▸ **YOUR OBJECTIVE**: Could you repeat the listing exactly, leaving out the pictures?

▸ **RAW DATA**:
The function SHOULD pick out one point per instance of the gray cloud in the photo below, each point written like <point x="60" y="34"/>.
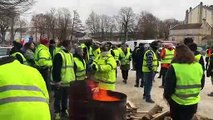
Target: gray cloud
<point x="161" y="8"/>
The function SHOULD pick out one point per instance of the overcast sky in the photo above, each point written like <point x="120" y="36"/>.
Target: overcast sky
<point x="163" y="9"/>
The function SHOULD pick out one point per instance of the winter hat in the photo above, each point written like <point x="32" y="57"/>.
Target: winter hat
<point x="52" y="41"/>
<point x="44" y="41"/>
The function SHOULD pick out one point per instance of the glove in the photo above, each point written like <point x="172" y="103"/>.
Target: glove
<point x="208" y="73"/>
<point x="94" y="67"/>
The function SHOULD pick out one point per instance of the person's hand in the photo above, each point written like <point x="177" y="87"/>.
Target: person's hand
<point x="94" y="67"/>
<point x="58" y="84"/>
<point x="95" y="90"/>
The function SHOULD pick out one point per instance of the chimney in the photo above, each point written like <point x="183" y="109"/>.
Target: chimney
<point x="204" y="21"/>
<point x="186" y="17"/>
<point x="201" y="3"/>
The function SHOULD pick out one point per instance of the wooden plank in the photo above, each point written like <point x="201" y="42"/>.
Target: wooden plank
<point x="161" y="116"/>
<point x="156" y="109"/>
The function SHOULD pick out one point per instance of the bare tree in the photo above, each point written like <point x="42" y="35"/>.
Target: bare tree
<point x="21" y="25"/>
<point x="4" y="25"/>
<point x="164" y="27"/>
<point x="148" y="25"/>
<point x="39" y="23"/>
<point x="51" y="21"/>
<point x="64" y="22"/>
<point x="93" y="23"/>
<point x="77" y="26"/>
<point x="126" y="18"/>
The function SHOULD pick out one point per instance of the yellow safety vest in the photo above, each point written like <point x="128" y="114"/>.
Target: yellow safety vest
<point x="116" y="52"/>
<point x="106" y="71"/>
<point x="154" y="62"/>
<point x="188" y="83"/>
<point x="169" y="55"/>
<point x="56" y="50"/>
<point x="67" y="71"/>
<point x="125" y="58"/>
<point x="197" y="57"/>
<point x="42" y="56"/>
<point x="23" y="58"/>
<point x="24" y="95"/>
<point x="80" y="73"/>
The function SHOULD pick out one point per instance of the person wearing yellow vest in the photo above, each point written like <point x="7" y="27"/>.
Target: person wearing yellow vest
<point x="43" y="60"/>
<point x="125" y="58"/>
<point x="29" y="53"/>
<point x="63" y="74"/>
<point x="85" y="51"/>
<point x="210" y="70"/>
<point x="167" y="54"/>
<point x="149" y="68"/>
<point x="17" y="53"/>
<point x="115" y="53"/>
<point x="197" y="54"/>
<point x="105" y="69"/>
<point x="79" y="64"/>
<point x="24" y="95"/>
<point x="183" y="82"/>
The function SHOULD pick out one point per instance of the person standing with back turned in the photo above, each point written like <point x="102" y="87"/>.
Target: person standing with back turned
<point x="183" y="83"/>
<point x="23" y="91"/>
<point x="63" y="74"/>
<point x="149" y="68"/>
<point x="43" y="60"/>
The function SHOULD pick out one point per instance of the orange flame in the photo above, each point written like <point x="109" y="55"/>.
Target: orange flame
<point x="103" y="96"/>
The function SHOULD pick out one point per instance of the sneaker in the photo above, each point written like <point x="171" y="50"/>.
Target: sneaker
<point x="64" y="114"/>
<point x="210" y="94"/>
<point x="57" y="116"/>
<point x="150" y="101"/>
<point x="144" y="97"/>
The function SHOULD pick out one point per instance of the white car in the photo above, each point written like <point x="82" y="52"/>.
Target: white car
<point x="4" y="51"/>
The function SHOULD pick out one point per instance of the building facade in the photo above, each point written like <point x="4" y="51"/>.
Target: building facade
<point x="197" y="31"/>
<point x="200" y="12"/>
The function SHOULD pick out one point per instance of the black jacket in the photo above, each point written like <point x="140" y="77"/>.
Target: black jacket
<point x="57" y="65"/>
<point x="170" y="83"/>
<point x="201" y="61"/>
<point x="137" y="57"/>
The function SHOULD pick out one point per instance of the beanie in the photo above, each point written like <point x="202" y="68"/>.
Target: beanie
<point x="44" y="41"/>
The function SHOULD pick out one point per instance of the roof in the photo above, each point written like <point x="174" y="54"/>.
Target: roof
<point x="208" y="37"/>
<point x="187" y="26"/>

▸ **OUTPUT BELOW**:
The function SHOULD pick out one point per instance of the gray cloud in the photo below, each point written like <point x="60" y="34"/>.
Target: gray cloud
<point x="161" y="8"/>
The function SHOULD pick out one point per instance of the overcast sky in the photo above, each point written like <point x="120" y="36"/>.
Target: overcast sky
<point x="163" y="9"/>
The function SHOULD pick out one point per instance of the winter hat in the photo above, each point written like <point x="32" y="57"/>.
Target: winter hat
<point x="52" y="41"/>
<point x="44" y="41"/>
The function SHOULD pick out one point per instance of the glove in the photo above, each point written like <point x="172" y="103"/>.
Target: glove
<point x="208" y="73"/>
<point x="94" y="67"/>
The function SHOULD pick out one point per instance of the person's hand in the photo above, each point written like <point x="177" y="87"/>.
Target: person's hand
<point x="94" y="67"/>
<point x="58" y="84"/>
<point x="95" y="90"/>
The function SHOULD pick out one point per instance of the chimney in the photo above, each point written like <point x="183" y="109"/>.
Target: chimney
<point x="204" y="21"/>
<point x="186" y="17"/>
<point x="201" y="3"/>
The function SHOULD pick out one point per instance of the wooden plank in the photo above, each point written like <point x="201" y="42"/>.
Target: wooden plank
<point x="161" y="116"/>
<point x="156" y="109"/>
The function SHOULD pick out one point per instance of the bare tree in the photo above, each point written like <point x="42" y="35"/>.
Target: bare tree
<point x="21" y="25"/>
<point x="4" y="25"/>
<point x="164" y="27"/>
<point x="148" y="25"/>
<point x="39" y="23"/>
<point x="51" y="21"/>
<point x="64" y="22"/>
<point x="93" y="23"/>
<point x="77" y="26"/>
<point x="126" y="18"/>
The function SHOULD pick out one point per instance of the yellow safety vest in the photo above, each point written like <point x="128" y="114"/>.
Target: yellow safety vest
<point x="116" y="52"/>
<point x="106" y="71"/>
<point x="154" y="62"/>
<point x="188" y="83"/>
<point x="169" y="55"/>
<point x="56" y="50"/>
<point x="67" y="71"/>
<point x="125" y="58"/>
<point x="197" y="57"/>
<point x="42" y="56"/>
<point x="23" y="58"/>
<point x="24" y="95"/>
<point x="80" y="73"/>
The function SHOULD pick out one point per instance of the person wearing yellow vest in the photo above, each point written like <point x="7" y="27"/>.
Target: person wearing yellow vest
<point x="43" y="60"/>
<point x="125" y="58"/>
<point x="29" y="53"/>
<point x="63" y="74"/>
<point x="85" y="51"/>
<point x="210" y="70"/>
<point x="167" y="54"/>
<point x="149" y="68"/>
<point x="17" y="53"/>
<point x="115" y="53"/>
<point x="197" y="54"/>
<point x="105" y="69"/>
<point x="79" y="64"/>
<point x="24" y="95"/>
<point x="183" y="82"/>
The function SHOULD pick out one point per instance of the person standing with back turned in the photo above, each point written like <point x="102" y="87"/>.
Target: person standing with back turned
<point x="183" y="83"/>
<point x="23" y="91"/>
<point x="63" y="74"/>
<point x="149" y="68"/>
<point x="43" y="60"/>
The function SHOULD pick out one point per instance of the orange flame in the photo above, each point written like <point x="109" y="55"/>.
Target: orange flame
<point x="103" y="96"/>
The function SHOULD pick out one point per instance of the sneaker in the photo above, each point written like <point x="171" y="50"/>.
Target: sneaker
<point x="64" y="114"/>
<point x="210" y="94"/>
<point x="57" y="116"/>
<point x="150" y="101"/>
<point x="144" y="97"/>
The function SHOULD pick out one point per instance of the white car in the photo above, each point written like <point x="82" y="52"/>.
Target: white car
<point x="4" y="51"/>
The function SHOULD pick out one point per instance of the building facade in the photo above, each point written like <point x="4" y="51"/>.
Target: building facade
<point x="197" y="31"/>
<point x="200" y="12"/>
The function SHOULD pick out one point per instance of the black jacket in the photo above, each point written like <point x="140" y="77"/>.
Target: black jacket
<point x="57" y="65"/>
<point x="170" y="83"/>
<point x="201" y="61"/>
<point x="137" y="57"/>
The function SHOULD pick out one point per instance of the beanie in the photo above, each point written like <point x="202" y="68"/>.
Target: beanie
<point x="44" y="41"/>
The function SHOULD pick out one point per instance of the roof in the photo above, each point written like <point x="174" y="54"/>.
Target: roof
<point x="208" y="37"/>
<point x="187" y="26"/>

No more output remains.